→ GIVEN TASK A
From the Jubilee passage, list each state that the text says the world becomes "a little less" of.

→ PAGE
○ ○ ○ ○ ○
The Jubilee has many social implications. We can
think, for example, of its message of mercy and hope for those who live in
prisons, or its call for closeness and tenderness towards those who suffer and
are on the margins. The Jubilee reminds us that those who are peacemakers “will
be called children of God” (Mt 5:9), and in this way it inspires
hope, points us to the need for an attentive, gentle and reflective
communication, capable of pointing out paths of dialogue. For this reason, I
encourage you to discover and make known the many stories of goodness hidden in
the folds of the news, imitating those gold-prospectors who tirelessly sift the
sand in search of a tiny nugget. It is good to seek out such seeds of hope and
make them known. It helps our world to be a little less deaf to the cry of the
poor, a little less indifferent, a little less closed in on itself. May you
always find those glimmers of goodness that inspire us to hope. This kind
of communication can help to build communion, to make us feel less alone, to
rediscover the importance of walking together.
○ ○ ○ ○ ○
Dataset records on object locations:
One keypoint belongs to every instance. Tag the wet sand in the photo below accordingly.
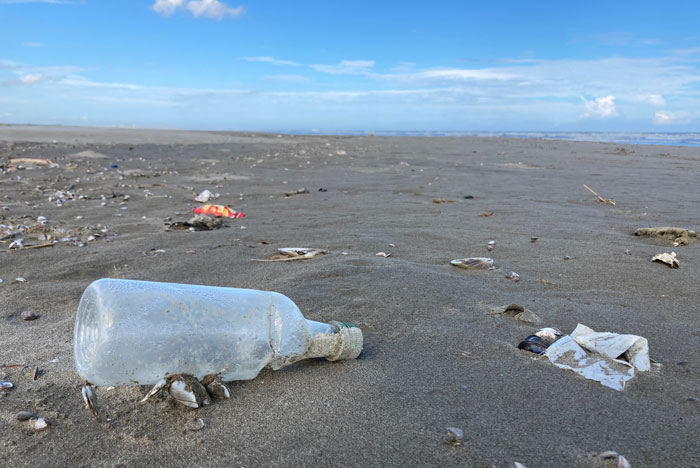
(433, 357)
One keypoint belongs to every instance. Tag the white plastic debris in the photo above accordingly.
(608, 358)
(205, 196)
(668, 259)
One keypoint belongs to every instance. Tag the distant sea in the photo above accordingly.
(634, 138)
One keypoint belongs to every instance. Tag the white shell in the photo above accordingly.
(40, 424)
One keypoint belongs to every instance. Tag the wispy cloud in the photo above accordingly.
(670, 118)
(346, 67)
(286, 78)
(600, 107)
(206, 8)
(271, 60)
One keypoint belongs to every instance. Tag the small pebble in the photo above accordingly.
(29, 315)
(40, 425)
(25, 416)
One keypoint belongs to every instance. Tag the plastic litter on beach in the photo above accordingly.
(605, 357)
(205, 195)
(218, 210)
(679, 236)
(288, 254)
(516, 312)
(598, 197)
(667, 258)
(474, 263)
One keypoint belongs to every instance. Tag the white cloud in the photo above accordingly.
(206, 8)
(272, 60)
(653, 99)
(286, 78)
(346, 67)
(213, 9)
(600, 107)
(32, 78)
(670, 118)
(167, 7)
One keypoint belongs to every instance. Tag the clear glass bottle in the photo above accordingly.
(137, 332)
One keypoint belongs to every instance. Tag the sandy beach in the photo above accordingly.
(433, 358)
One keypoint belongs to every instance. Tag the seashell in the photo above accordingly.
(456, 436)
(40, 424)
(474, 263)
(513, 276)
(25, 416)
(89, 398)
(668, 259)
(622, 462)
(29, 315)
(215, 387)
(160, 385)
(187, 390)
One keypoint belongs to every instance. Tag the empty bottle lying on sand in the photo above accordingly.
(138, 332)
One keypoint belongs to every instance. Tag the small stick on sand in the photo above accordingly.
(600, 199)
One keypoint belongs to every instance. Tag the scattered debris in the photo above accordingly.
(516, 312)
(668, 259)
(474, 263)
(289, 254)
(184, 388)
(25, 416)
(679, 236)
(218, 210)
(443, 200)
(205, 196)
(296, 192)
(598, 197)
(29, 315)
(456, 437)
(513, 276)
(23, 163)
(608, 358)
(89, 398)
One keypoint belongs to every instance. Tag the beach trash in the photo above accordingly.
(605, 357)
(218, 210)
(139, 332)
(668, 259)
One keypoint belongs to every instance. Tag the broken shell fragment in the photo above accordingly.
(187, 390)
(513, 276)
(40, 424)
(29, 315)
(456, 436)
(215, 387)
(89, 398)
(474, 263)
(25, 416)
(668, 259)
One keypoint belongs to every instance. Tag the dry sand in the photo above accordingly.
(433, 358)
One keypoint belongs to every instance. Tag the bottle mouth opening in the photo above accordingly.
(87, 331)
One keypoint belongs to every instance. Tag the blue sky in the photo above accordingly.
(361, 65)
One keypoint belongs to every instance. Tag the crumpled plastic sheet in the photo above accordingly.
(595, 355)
○ ○ ○ ○ ○
→ GIVEN TASK B
Output as a numbered list everything in the records from the line containing "One keypoint belongs to every instance. Tag the crumpled" down to the end of the records, omitting blank lines.

→ FINISHED ANSWER A
- deaf to the cry of the poor
- indifferent
- closed in on itself

→ FINISHED ANSWER B
1. One keypoint belongs to every instance. Tag the crumpled plastic sheet in the photo above accordingly.
2. (595, 355)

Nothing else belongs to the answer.